> DESCRIPTION OF THE TASK: Put the lines between the one holding "Please put a marker on the bowl interior" and the one holding "Please put a marker on the miso", inclusive, into a JSON list of strings with one string per line, leaving out blank lines.

— start RECORDS SUPPLIED —

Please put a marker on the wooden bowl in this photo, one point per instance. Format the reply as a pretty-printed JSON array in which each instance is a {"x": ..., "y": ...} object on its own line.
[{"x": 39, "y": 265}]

— end RECORDS SUPPLIED —
— start RECORDS SUPPLIED —

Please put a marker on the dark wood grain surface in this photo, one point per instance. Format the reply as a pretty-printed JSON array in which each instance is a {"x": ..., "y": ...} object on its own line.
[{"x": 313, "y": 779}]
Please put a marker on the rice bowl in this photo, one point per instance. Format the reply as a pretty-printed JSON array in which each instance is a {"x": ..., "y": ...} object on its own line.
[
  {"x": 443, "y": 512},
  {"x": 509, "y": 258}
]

— end RECORDS SUPPLIED —
— start RECORDS SUPPLIED —

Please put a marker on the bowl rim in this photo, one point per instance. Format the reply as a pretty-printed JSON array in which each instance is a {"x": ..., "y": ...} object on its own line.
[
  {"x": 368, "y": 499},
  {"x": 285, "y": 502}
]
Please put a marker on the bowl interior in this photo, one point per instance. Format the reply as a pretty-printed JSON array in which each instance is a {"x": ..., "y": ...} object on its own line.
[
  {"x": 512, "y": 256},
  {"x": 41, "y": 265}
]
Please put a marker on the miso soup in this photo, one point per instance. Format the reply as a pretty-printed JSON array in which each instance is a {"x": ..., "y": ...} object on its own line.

— end RECORDS SUPPLIED —

> SOLVED PROBLEM:
[
  "Please put a marker on the bowl interior in this photo, one point per instance. Format the reply as a pretty-printed JSON array in which each instance is a {\"x\": ..., \"y\": ...} object on its own line.",
  "[",
  "  {\"x\": 512, \"y\": 256},",
  "  {\"x\": 41, \"y\": 265}",
  "]",
  "Please put a marker on the miso soup in this photo, one point per instance. Format the reply as a pretty-printed JSON array in which each instance is a {\"x\": ..., \"y\": ...} object on its own line."
]